Gather every line in the entries below that contains the string "lemon". Case counts.

▬▬▬▬▬▬▬▬▬▬

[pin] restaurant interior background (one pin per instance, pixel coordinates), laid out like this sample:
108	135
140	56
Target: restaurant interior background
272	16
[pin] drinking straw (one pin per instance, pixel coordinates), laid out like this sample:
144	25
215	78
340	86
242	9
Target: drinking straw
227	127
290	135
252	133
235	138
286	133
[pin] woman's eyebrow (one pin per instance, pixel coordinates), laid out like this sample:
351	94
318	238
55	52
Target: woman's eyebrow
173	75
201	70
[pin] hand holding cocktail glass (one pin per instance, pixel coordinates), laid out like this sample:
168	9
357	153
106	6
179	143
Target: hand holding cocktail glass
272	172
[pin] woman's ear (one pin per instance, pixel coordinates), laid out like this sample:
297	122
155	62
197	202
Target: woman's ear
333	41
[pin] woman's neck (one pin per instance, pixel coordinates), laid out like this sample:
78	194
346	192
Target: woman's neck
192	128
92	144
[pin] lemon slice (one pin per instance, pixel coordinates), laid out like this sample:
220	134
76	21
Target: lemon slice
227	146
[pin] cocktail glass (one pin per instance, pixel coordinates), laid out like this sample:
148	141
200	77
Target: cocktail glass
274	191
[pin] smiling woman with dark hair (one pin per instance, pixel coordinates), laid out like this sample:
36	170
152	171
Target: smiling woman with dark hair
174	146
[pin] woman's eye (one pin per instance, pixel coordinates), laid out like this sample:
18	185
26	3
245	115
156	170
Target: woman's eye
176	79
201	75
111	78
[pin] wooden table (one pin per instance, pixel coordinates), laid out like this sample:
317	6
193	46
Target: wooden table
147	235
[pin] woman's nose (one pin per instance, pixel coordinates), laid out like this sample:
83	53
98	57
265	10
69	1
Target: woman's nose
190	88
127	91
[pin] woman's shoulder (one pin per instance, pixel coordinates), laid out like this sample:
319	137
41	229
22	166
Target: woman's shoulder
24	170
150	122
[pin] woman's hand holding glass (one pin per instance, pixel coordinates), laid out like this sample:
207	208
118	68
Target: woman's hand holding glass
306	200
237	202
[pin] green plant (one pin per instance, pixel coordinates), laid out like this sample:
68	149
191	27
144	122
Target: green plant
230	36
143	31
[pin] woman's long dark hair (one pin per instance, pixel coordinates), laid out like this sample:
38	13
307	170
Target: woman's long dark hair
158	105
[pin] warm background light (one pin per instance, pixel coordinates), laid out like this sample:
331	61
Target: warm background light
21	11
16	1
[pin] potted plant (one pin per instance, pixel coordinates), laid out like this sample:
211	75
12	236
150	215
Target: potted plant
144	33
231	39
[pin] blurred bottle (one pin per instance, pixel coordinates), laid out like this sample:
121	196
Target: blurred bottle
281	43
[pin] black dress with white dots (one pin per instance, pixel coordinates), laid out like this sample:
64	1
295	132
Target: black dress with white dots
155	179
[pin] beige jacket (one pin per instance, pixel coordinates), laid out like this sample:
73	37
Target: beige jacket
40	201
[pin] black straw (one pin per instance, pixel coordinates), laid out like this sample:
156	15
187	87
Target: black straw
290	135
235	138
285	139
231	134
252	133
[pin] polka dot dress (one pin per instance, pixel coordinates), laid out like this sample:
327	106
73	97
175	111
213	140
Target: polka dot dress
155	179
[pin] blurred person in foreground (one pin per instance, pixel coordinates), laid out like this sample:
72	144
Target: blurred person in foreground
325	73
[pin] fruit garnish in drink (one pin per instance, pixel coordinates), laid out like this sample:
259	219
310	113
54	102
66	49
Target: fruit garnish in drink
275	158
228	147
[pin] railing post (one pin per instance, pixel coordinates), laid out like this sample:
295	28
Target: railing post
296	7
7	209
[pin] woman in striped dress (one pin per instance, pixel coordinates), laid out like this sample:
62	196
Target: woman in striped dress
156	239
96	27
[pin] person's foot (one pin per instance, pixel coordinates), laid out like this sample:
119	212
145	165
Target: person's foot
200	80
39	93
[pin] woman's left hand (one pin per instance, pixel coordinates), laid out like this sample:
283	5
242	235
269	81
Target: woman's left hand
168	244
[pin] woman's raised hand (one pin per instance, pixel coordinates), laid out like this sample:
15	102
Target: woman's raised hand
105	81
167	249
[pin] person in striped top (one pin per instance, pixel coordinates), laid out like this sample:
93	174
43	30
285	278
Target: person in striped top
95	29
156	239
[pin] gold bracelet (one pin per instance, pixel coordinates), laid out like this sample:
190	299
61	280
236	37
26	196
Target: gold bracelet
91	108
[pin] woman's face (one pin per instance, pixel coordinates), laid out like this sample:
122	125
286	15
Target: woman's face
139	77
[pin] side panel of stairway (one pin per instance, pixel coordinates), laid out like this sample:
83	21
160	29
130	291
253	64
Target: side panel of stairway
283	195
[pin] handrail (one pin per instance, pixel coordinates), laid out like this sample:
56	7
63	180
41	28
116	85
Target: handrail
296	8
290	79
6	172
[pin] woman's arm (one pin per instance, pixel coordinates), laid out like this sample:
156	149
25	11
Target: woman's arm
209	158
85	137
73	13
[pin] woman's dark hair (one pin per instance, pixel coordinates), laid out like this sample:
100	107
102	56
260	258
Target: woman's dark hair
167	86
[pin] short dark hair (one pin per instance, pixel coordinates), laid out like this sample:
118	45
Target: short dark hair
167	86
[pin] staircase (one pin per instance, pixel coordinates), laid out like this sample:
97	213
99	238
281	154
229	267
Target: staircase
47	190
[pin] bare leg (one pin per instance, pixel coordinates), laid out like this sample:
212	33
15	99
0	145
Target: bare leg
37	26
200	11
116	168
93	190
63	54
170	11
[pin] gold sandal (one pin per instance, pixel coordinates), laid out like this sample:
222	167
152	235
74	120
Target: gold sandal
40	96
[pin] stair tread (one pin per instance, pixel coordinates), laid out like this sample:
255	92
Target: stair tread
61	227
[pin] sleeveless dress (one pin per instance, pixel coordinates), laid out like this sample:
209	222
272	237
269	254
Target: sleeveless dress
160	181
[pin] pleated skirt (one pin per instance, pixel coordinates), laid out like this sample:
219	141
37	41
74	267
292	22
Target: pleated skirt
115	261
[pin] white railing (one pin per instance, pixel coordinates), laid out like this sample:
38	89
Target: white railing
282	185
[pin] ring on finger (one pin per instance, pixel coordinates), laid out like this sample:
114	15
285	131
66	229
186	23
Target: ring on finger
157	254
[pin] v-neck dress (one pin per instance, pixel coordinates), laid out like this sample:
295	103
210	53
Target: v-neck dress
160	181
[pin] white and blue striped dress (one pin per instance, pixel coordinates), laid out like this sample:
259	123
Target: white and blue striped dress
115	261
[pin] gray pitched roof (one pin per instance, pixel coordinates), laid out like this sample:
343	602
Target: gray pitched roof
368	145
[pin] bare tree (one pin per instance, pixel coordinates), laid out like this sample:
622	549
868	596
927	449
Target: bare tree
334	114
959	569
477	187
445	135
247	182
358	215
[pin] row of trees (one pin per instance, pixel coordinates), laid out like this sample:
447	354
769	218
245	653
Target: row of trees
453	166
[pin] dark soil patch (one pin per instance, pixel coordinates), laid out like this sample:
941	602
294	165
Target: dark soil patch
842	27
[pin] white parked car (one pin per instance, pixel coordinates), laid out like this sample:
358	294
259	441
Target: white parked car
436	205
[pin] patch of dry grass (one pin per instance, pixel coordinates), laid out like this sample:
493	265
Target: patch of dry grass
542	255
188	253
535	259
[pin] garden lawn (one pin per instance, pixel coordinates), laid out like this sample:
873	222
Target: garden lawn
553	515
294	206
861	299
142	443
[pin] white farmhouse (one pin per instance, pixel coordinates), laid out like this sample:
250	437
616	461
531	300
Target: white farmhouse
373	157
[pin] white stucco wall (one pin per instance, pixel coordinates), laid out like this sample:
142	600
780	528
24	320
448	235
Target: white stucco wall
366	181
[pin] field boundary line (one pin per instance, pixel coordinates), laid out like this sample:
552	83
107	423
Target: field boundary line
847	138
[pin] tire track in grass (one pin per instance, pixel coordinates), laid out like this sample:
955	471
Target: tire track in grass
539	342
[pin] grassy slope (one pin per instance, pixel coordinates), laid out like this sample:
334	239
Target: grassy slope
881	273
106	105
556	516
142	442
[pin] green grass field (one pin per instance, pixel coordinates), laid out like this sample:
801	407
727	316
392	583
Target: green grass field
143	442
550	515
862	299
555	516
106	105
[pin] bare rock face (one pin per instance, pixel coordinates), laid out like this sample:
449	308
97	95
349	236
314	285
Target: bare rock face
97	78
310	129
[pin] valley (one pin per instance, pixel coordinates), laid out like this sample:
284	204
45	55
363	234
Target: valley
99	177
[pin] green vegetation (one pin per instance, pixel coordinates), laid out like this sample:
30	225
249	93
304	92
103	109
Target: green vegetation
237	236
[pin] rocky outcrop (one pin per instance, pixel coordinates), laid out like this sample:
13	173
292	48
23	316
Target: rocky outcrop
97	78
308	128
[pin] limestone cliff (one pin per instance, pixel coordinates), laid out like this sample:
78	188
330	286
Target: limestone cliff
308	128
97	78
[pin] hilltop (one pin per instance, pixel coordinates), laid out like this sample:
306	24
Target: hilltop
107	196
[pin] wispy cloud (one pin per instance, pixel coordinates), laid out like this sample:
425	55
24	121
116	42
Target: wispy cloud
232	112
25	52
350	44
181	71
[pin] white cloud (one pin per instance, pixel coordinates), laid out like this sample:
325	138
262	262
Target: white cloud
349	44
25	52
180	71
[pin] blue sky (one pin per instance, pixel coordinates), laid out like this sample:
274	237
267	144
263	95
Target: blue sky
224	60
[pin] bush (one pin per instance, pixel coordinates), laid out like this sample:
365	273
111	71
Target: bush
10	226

▬▬▬▬▬▬▬▬▬▬

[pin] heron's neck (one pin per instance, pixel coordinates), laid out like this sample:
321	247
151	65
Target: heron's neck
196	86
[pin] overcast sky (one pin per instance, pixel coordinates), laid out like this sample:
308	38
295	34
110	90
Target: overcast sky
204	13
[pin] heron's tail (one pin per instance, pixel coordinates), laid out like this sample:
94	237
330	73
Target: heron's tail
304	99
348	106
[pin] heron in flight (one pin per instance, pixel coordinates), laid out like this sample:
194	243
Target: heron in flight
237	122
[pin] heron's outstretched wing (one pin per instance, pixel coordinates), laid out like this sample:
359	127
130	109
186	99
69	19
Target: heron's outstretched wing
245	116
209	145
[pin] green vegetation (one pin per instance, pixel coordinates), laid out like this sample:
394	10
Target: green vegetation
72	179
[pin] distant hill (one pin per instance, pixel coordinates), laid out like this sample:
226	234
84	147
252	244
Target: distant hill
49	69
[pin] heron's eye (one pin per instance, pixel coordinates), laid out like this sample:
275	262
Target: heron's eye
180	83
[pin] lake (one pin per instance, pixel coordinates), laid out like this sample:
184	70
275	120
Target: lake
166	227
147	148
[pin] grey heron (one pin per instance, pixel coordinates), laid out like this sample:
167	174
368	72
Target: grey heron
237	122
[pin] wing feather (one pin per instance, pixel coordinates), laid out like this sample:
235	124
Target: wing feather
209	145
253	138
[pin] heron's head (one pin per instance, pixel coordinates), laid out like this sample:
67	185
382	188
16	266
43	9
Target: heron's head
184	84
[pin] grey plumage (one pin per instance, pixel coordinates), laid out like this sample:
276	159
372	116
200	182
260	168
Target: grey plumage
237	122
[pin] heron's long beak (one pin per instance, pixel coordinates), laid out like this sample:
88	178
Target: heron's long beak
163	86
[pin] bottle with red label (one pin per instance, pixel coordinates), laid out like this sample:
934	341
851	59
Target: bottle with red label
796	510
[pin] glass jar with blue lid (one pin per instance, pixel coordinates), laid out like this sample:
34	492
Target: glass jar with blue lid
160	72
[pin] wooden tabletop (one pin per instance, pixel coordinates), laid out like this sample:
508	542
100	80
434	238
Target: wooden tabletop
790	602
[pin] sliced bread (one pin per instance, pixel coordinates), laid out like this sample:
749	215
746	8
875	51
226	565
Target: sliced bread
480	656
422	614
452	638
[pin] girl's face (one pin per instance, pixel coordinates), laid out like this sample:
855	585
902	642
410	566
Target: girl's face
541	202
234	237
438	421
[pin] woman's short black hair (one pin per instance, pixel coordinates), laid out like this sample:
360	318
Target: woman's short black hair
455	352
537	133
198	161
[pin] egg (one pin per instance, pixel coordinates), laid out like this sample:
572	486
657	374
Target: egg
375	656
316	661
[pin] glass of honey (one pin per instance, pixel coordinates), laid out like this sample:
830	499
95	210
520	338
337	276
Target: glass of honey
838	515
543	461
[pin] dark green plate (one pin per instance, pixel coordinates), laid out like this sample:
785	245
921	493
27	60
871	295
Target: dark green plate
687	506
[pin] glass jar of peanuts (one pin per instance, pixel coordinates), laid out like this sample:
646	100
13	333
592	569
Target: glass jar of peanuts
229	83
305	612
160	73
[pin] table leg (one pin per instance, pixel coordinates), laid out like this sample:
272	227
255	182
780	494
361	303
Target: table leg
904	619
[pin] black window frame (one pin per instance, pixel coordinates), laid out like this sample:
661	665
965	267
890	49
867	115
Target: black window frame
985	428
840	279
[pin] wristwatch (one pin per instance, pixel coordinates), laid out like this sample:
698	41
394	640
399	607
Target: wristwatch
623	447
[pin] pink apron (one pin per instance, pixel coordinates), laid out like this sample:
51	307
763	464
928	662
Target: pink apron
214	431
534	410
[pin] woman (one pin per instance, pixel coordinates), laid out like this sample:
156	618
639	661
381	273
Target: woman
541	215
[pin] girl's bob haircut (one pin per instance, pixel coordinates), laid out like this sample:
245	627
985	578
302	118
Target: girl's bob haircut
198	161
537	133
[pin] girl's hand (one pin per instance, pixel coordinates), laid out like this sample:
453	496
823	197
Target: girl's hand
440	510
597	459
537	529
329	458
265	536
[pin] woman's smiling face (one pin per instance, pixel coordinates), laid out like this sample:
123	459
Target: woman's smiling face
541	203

▬▬▬▬▬▬▬▬▬▬

CORRECT RESPONSE:
[pin] lemon slice (one pin per instance, pixel coordinates), laid out like this sample:
Target: lemon slice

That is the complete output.